(Data listing)
_ _ _ _ _ _ _
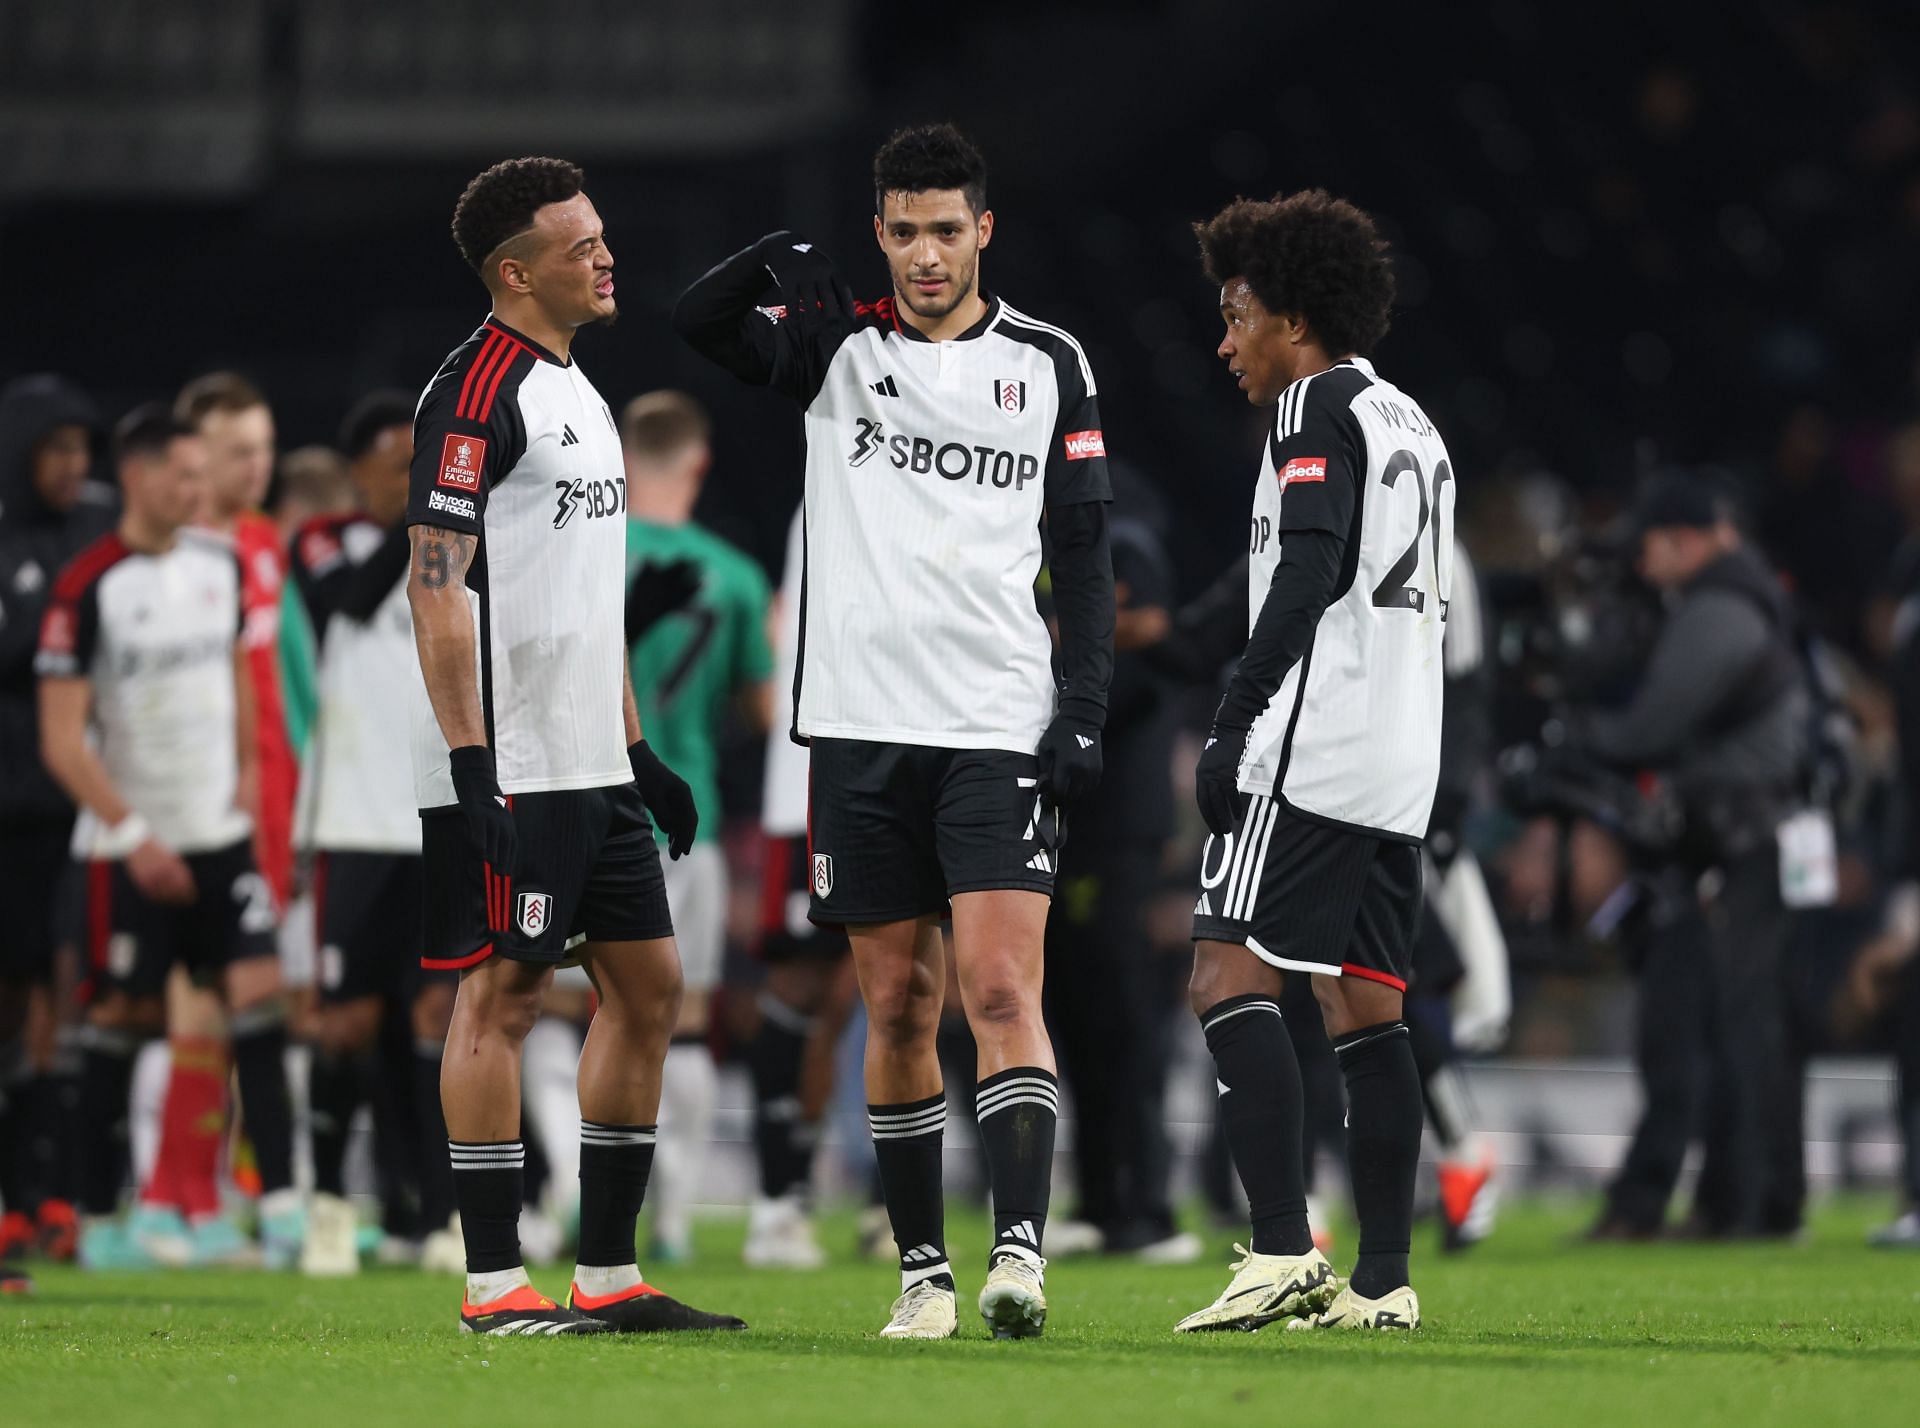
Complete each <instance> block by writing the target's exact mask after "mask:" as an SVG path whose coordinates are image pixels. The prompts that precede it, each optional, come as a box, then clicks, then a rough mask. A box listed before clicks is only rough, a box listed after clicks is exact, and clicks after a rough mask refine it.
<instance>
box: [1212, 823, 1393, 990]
mask: <svg viewBox="0 0 1920 1428" xmlns="http://www.w3.org/2000/svg"><path fill="white" fill-rule="evenodd" d="M1419 917H1421V848H1419V845H1415V843H1396V841H1392V839H1379V837H1373V835H1369V833H1356V831H1352V829H1340V827H1329V825H1325V823H1315V821H1309V820H1306V818H1300V816H1298V814H1294V812H1290V810H1288V808H1286V806H1284V804H1281V802H1275V800H1273V798H1269V797H1265V795H1258V793H1256V795H1254V797H1252V798H1250V800H1248V804H1246V812H1244V814H1240V821H1238V823H1236V825H1235V829H1233V831H1231V833H1227V835H1225V837H1208V841H1206V846H1204V848H1202V850H1200V898H1198V900H1196V902H1194V931H1192V937H1194V940H1196V942H1200V940H1208V942H1238V944H1240V946H1244V948H1246V950H1248V952H1252V954H1254V956H1256V958H1260V960H1261V962H1267V964H1271V965H1275V967H1281V969H1283V971H1311V973H1319V975H1323V977H1342V975H1346V977H1365V979H1367V981H1377V983H1384V985H1388V987H1394V988H1396V990H1402V992H1404V990H1407V975H1409V969H1411V962H1413V937H1415V931H1417V929H1419Z"/></svg>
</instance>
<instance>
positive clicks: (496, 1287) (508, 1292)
mask: <svg viewBox="0 0 1920 1428" xmlns="http://www.w3.org/2000/svg"><path fill="white" fill-rule="evenodd" d="M532 1282H534V1280H530V1278H528V1276H526V1265H515V1267H513V1269H495V1271H490V1273H486V1274H468V1276H467V1303H470V1305H472V1307H474V1309H478V1307H480V1305H488V1303H493V1299H497V1297H499V1296H503V1294H513V1292H515V1290H518V1288H520V1286H522V1284H526V1286H532Z"/></svg>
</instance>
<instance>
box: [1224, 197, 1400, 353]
mask: <svg viewBox="0 0 1920 1428" xmlns="http://www.w3.org/2000/svg"><path fill="white" fill-rule="evenodd" d="M1194 236H1196V238H1198V240H1200V261H1202V263H1204V265H1206V274H1208V278H1210V280H1212V282H1217V284H1225V282H1231V280H1233V278H1246V284H1248V286H1250V288H1252V290H1254V296H1256V297H1260V303H1261V305H1263V307H1265V309H1267V311H1269V313H1298V315H1300V317H1302V319H1306V324H1308V326H1309V328H1311V330H1313V336H1315V338H1319V342H1321V345H1323V347H1325V349H1327V351H1329V353H1331V355H1334V357H1340V355H1344V353H1350V351H1352V353H1367V351H1373V349H1375V347H1377V345H1379V342H1380V338H1384V336H1386V328H1388V324H1390V322H1392V307H1394V263H1392V257H1390V253H1388V248H1386V240H1384V238H1380V230H1379V228H1377V226H1375V225H1373V219H1371V217H1367V215H1365V213H1363V211H1361V209H1357V207H1354V205H1352V203H1348V202H1346V200H1344V198H1334V196H1332V194H1329V192H1327V190H1325V188H1306V190H1302V192H1298V194H1275V196H1273V198H1271V200H1265V202H1261V200H1254V198H1236V200H1235V202H1233V203H1229V205H1227V207H1223V209H1221V211H1219V213H1215V215H1213V217H1212V219H1208V221H1206V223H1196V225H1194Z"/></svg>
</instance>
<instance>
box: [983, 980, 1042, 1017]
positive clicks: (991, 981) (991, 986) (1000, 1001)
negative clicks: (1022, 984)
mask: <svg viewBox="0 0 1920 1428" xmlns="http://www.w3.org/2000/svg"><path fill="white" fill-rule="evenodd" d="M1029 1019H1039V1006H1037V998H1035V996H1033V992H1031V990H1029V988H1027V987H1021V985H1020V983H1014V981H991V983H987V985H983V987H979V988H977V990H975V994H973V1021H975V1023H977V1025H983V1027H1018V1025H1021V1023H1023V1021H1029Z"/></svg>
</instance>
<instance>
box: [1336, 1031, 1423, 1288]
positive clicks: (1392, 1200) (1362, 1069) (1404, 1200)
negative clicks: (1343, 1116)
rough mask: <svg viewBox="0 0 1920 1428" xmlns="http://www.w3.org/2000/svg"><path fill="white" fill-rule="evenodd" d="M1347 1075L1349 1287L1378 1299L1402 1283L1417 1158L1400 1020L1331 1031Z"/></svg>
mask: <svg viewBox="0 0 1920 1428" xmlns="http://www.w3.org/2000/svg"><path fill="white" fill-rule="evenodd" d="M1334 1052H1336V1054H1338V1058H1340V1073H1342V1075H1344V1077H1346V1100H1348V1161H1350V1165H1352V1173H1354V1211H1356V1215H1357V1217H1359V1261H1357V1263H1356V1267H1354V1280H1352V1290H1354V1294H1357V1296H1361V1297H1365V1299H1380V1297H1384V1296H1388V1294H1390V1292H1392V1290H1398V1288H1402V1286H1405V1284H1407V1248H1409V1246H1411V1242H1413V1178H1415V1171H1417V1167H1419V1157H1421V1119H1423V1115H1421V1109H1423V1107H1421V1077H1419V1069H1417V1067H1415V1063H1413V1048H1411V1044H1409V1040H1407V1025H1405V1023H1404V1021H1384V1023H1377V1025H1371V1027H1361V1029H1357V1031H1352V1033H1348V1035H1344V1036H1336V1038H1334Z"/></svg>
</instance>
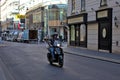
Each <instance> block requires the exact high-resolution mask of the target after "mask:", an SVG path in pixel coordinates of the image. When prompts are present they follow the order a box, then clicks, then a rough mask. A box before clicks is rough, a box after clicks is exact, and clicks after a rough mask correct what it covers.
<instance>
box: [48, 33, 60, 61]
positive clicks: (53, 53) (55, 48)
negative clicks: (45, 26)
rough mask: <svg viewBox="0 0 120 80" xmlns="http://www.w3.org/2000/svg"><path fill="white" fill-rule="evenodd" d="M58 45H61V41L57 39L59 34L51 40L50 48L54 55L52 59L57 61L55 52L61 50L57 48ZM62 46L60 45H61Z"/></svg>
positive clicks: (57, 38)
mask: <svg viewBox="0 0 120 80" xmlns="http://www.w3.org/2000/svg"><path fill="white" fill-rule="evenodd" d="M58 43H60V41H59V39H58V38H57V34H55V35H53V36H52V39H51V40H50V44H49V45H50V47H49V51H50V53H51V55H52V59H53V60H55V50H57V49H59V48H56V47H57V45H58ZM59 46H60V44H59Z"/></svg>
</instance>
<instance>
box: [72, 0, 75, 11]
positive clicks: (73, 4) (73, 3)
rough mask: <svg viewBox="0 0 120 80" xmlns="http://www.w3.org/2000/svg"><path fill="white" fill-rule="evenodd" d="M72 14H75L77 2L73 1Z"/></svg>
mask: <svg viewBox="0 0 120 80" xmlns="http://www.w3.org/2000/svg"><path fill="white" fill-rule="evenodd" d="M72 13H75V0H72Z"/></svg>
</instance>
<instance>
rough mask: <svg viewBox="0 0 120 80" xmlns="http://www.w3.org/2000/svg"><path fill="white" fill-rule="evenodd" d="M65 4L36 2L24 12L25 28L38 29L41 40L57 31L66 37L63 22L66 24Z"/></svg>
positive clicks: (60, 34)
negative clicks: (36, 2)
mask: <svg viewBox="0 0 120 80" xmlns="http://www.w3.org/2000/svg"><path fill="white" fill-rule="evenodd" d="M66 9H67V7H66V4H49V5H44V4H41V3H40V4H37V5H35V6H33V7H31V8H30V9H28V10H27V12H26V28H27V29H36V30H39V35H40V36H39V37H40V39H41V41H42V40H43V38H44V37H49V38H51V36H52V35H53V34H54V33H57V34H58V35H59V36H61V37H62V39H67V33H66V31H65V28H64V25H63V23H65V24H66Z"/></svg>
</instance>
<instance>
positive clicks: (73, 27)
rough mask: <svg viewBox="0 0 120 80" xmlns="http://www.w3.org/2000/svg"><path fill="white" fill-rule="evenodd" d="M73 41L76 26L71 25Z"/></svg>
mask: <svg viewBox="0 0 120 80" xmlns="http://www.w3.org/2000/svg"><path fill="white" fill-rule="evenodd" d="M71 41H75V27H74V25H72V26H71Z"/></svg>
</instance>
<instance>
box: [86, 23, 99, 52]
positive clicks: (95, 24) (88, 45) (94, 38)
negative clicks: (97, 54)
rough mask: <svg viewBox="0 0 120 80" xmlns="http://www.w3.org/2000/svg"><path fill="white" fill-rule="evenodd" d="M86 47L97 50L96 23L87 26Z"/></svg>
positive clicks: (97, 39) (97, 43)
mask: <svg viewBox="0 0 120 80" xmlns="http://www.w3.org/2000/svg"><path fill="white" fill-rule="evenodd" d="M87 42H88V43H87V47H88V49H91V50H98V23H93V24H88V34H87Z"/></svg>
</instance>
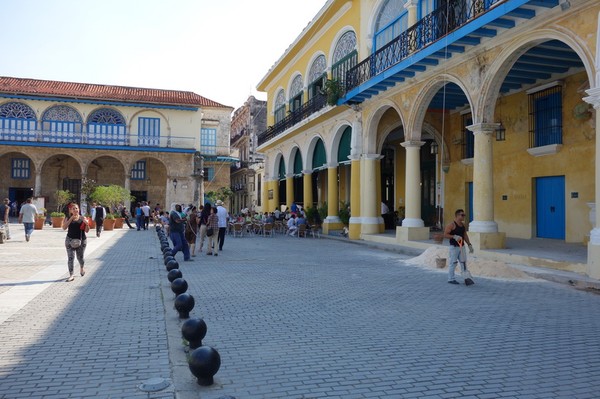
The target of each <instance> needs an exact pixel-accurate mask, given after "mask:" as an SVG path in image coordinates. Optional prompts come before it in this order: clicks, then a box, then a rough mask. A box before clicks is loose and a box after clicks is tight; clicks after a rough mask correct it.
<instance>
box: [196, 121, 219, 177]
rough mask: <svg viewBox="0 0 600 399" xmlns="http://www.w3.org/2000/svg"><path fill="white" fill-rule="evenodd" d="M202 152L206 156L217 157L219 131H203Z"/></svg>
mask: <svg viewBox="0 0 600 399" xmlns="http://www.w3.org/2000/svg"><path fill="white" fill-rule="evenodd" d="M200 152H201V153H202V154H205V155H217V129H214V128H206V129H201V131H200ZM205 177H206V176H205Z"/></svg>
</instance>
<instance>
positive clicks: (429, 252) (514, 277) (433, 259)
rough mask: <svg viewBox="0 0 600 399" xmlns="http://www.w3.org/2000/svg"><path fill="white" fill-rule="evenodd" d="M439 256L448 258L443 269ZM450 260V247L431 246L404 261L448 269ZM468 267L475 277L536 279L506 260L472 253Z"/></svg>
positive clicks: (513, 278)
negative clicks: (475, 255)
mask: <svg viewBox="0 0 600 399" xmlns="http://www.w3.org/2000/svg"><path fill="white" fill-rule="evenodd" d="M438 258H446V267H444V268H443V269H439V268H438V267H437V265H436V263H437V262H436V259H438ZM448 261H449V259H448V248H440V247H430V248H427V249H426V250H425V252H423V253H422V254H421V255H419V256H417V257H415V258H411V259H407V260H405V261H404V262H406V263H409V264H412V265H416V266H421V267H424V268H427V269H435V270H440V271H448ZM467 268H468V269H469V271H470V272H471V274H472V275H473V277H477V276H481V277H491V278H497V279H505V280H523V281H531V280H535V278H533V277H531V276H529V275H528V274H527V273H525V272H522V271H520V270H517V269H514V268H512V267H510V266H509V265H508V264H506V263H504V262H501V261H496V260H489V259H482V258H478V257H477V256H474V255H472V254H469V255H468V256H467ZM456 272H457V274H458V275H460V271H459V268H458V267H457V268H456Z"/></svg>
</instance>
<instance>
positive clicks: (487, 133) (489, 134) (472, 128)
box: [467, 123, 500, 135]
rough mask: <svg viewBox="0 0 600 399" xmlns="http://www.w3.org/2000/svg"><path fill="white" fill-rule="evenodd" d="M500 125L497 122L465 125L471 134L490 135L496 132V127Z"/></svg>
mask: <svg viewBox="0 0 600 399" xmlns="http://www.w3.org/2000/svg"><path fill="white" fill-rule="evenodd" d="M498 126H500V124H499V123H474V124H472V125H469V126H467V129H469V130H470V131H472V132H473V134H478V133H482V134H487V135H491V134H493V133H495V132H496V129H497V128H498Z"/></svg>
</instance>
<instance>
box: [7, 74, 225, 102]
mask: <svg viewBox="0 0 600 399" xmlns="http://www.w3.org/2000/svg"><path fill="white" fill-rule="evenodd" d="M0 93H5V94H24V95H33V96H53V97H66V98H79V99H87V100H103V101H120V102H135V103H144V104H161V105H183V106H192V107H216V108H231V107H228V106H226V105H223V104H219V103H218V102H215V101H212V100H209V99H208V98H205V97H202V96H199V95H198V94H196V93H192V92H191V91H178V90H162V89H146V88H141V87H126V86H109V85H99V84H90V83H73V82H59V81H55V80H38V79H24V78H12V77H5V76H0Z"/></svg>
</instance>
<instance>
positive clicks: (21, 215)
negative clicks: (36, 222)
mask: <svg viewBox="0 0 600 399" xmlns="http://www.w3.org/2000/svg"><path fill="white" fill-rule="evenodd" d="M32 202H33V198H27V201H26V202H25V204H23V206H22V207H21V210H20V211H19V223H23V226H24V227H25V240H26V241H29V239H30V238H31V233H33V226H34V223H35V216H36V215H37V208H36V207H35V205H33V204H32Z"/></svg>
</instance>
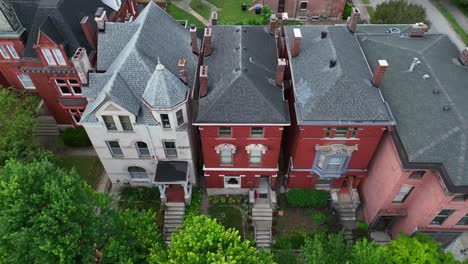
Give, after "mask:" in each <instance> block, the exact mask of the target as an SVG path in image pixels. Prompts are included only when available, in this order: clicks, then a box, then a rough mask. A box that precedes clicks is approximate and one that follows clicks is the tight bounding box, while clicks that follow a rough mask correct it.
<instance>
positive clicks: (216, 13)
mask: <svg viewBox="0 0 468 264" xmlns="http://www.w3.org/2000/svg"><path fill="white" fill-rule="evenodd" d="M210 23H211V25H212V26H216V25H217V24H218V13H216V12H213V13H211V21H210Z"/></svg>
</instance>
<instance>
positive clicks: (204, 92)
mask: <svg viewBox="0 0 468 264" xmlns="http://www.w3.org/2000/svg"><path fill="white" fill-rule="evenodd" d="M207 94H208V66H204V65H202V66H200V97H204V96H206V95H207Z"/></svg>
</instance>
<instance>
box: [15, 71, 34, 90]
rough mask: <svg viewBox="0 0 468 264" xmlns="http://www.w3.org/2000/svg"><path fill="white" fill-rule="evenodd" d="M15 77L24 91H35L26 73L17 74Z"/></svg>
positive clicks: (20, 73)
mask: <svg viewBox="0 0 468 264" xmlns="http://www.w3.org/2000/svg"><path fill="white" fill-rule="evenodd" d="M17 76H18V79H19V80H20V82H21V85H23V88H24V89H27V90H35V89H36V86H35V85H34V83H33V82H32V80H31V77H29V75H27V74H26V73H19V74H18V75H17Z"/></svg>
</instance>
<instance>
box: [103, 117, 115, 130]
mask: <svg viewBox="0 0 468 264" xmlns="http://www.w3.org/2000/svg"><path fill="white" fill-rule="evenodd" d="M102 120H103V121H104V124H105V125H106V128H107V130H117V126H116V125H115V122H114V117H113V116H108V115H103V116H102Z"/></svg>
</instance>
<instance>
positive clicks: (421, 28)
mask: <svg viewBox="0 0 468 264" xmlns="http://www.w3.org/2000/svg"><path fill="white" fill-rule="evenodd" d="M428 29H429V27H428V26H427V25H426V24H424V23H422V22H419V23H415V24H413V25H411V29H410V33H409V36H410V37H422V36H424V33H426V32H427V30H428Z"/></svg>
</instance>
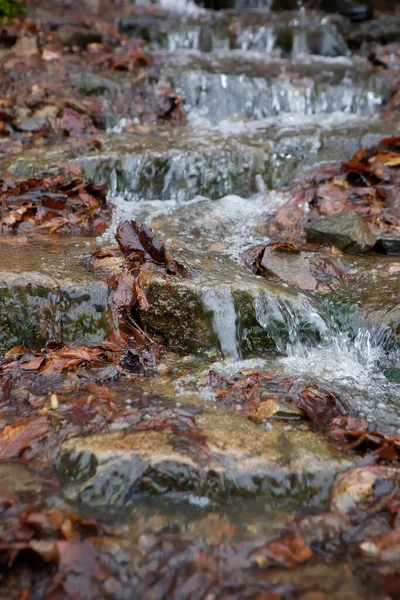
_ _ _ _ _ _ _
In the listing above, which lines include the string "tight"? Return every one of them.

The target of each <instance> needs an exact pixel-accurate mask, given after "mask:" as an SVG path in image coordinates. Optional prompts come before it in this order: clicks, then a box, then a rough mask. A box before clicks is loose and a box after clicks is tight; clicks after a rough mask correct it.
Give, after "mask:" in each <instance> block, the exact mask of the target as an SVG path in image pixels. Prompts are included only when available, in this order: clicks, then a box, then a rough mask. A box that precedes clicks is approximate and one that follows clicks is the tight bounding box, while clicks that follow a rough mask correct it.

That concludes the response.